Named region outline records:
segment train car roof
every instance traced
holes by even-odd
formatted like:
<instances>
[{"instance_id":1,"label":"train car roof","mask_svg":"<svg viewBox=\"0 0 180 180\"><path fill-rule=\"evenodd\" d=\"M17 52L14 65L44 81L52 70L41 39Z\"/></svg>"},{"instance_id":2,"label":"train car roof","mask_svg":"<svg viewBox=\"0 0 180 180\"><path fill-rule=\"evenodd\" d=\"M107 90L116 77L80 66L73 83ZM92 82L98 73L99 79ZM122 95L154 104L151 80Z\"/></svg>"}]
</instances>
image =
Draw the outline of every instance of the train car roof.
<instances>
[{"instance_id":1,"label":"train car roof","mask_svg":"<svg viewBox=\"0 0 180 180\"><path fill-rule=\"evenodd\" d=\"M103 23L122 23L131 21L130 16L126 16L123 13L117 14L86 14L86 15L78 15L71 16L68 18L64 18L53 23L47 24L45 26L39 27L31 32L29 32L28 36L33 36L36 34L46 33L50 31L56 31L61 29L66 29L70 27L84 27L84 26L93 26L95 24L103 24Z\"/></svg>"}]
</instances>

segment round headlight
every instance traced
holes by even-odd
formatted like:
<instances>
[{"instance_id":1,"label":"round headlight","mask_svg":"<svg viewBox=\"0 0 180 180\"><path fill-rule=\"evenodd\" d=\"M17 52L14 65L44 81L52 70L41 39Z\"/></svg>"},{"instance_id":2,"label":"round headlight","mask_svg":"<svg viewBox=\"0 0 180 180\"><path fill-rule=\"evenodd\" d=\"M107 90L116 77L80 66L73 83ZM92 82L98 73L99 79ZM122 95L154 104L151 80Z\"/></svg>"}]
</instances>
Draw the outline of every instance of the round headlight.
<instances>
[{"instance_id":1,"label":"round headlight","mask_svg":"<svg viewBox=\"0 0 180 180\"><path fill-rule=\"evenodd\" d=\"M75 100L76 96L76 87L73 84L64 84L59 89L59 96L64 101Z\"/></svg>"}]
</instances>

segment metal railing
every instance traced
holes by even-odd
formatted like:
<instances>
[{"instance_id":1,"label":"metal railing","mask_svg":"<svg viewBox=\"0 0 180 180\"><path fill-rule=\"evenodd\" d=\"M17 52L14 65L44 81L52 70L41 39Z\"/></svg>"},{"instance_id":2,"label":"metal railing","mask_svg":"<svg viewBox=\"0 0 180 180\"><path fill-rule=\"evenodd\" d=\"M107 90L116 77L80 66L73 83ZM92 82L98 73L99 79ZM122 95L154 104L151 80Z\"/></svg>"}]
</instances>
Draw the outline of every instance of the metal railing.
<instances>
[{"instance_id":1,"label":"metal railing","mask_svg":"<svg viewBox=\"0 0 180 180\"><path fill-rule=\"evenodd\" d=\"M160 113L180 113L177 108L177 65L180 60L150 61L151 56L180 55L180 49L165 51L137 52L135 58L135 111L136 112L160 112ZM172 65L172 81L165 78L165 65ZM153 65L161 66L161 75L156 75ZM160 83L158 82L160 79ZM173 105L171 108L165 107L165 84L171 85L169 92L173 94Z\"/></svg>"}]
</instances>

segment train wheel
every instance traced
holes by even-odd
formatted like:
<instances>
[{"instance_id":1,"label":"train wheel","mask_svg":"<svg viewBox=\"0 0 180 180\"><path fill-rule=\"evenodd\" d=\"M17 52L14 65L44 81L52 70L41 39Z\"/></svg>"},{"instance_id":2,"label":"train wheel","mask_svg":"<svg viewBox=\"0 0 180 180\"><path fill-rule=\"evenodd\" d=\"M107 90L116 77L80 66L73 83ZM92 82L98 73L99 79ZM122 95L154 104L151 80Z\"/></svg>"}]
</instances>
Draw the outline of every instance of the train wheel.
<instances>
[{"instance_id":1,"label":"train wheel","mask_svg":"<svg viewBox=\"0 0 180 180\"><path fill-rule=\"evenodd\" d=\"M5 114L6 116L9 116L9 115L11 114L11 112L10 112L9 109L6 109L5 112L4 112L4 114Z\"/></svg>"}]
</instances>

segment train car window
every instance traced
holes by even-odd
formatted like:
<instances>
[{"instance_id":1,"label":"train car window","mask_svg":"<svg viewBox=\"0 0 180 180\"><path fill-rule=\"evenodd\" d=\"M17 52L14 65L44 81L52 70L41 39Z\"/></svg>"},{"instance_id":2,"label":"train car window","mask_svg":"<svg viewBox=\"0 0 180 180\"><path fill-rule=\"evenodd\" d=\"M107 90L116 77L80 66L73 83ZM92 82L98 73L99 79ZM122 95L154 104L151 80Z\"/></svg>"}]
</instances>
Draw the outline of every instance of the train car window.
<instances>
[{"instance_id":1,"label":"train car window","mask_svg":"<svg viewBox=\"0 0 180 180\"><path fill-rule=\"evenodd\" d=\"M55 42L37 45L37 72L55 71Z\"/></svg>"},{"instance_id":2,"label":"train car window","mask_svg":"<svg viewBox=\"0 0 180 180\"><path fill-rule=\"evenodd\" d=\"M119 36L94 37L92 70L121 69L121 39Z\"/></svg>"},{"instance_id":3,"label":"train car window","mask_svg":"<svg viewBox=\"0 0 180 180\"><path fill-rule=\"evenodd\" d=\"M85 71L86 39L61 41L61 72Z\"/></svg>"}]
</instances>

- Your task
Pick out every line in the material above that contains the word "railing", and copy each of those lines.

- Output below
segment metal railing
[{"instance_id":1,"label":"metal railing","mask_svg":"<svg viewBox=\"0 0 180 180\"><path fill-rule=\"evenodd\" d=\"M17 52L14 65L44 81L52 70L41 39Z\"/></svg>"},{"instance_id":2,"label":"metal railing","mask_svg":"<svg viewBox=\"0 0 180 180\"><path fill-rule=\"evenodd\" d=\"M107 90L116 77L80 66L73 83ZM92 82L98 73L99 79ZM122 95L154 104L151 80Z\"/></svg>"}]
Draw the outline of every instance of the metal railing.
[{"instance_id":1,"label":"metal railing","mask_svg":"<svg viewBox=\"0 0 180 180\"><path fill-rule=\"evenodd\" d=\"M160 113L180 113L177 108L177 65L180 60L150 61L151 56L180 55L180 49L165 51L137 52L135 58L135 111L136 112L160 112ZM172 65L172 81L165 78L165 65ZM153 65L161 66L161 75L156 75ZM160 83L158 82L160 79ZM173 105L171 108L165 107L165 84L171 85L169 92L173 94Z\"/></svg>"}]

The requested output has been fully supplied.